Stored items from a collection:
++++++++++++++++++++

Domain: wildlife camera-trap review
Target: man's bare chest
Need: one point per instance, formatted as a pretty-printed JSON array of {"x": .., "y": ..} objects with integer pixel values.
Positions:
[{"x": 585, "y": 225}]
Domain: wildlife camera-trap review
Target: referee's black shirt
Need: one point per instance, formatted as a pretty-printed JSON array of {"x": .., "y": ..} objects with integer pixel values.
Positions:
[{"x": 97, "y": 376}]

++++++++++++++++++++

Assignment:
All of the entries should be written out again exactly.

Solution below:
Domain: wildlife camera-trap review
Target: man's bare chest
Need: one point per instance, formatted as a pretty-printed JSON array of {"x": .., "y": ..} objects with integer pixel values.
Positions:
[{"x": 585, "y": 225}]
Domain: wildlife camera-trap review
Target: referee's black shirt
Need: one point per instance, formatted as a pretty-printed JSON array of {"x": .., "y": ..} objects with integer pixel values.
Positions:
[{"x": 97, "y": 376}]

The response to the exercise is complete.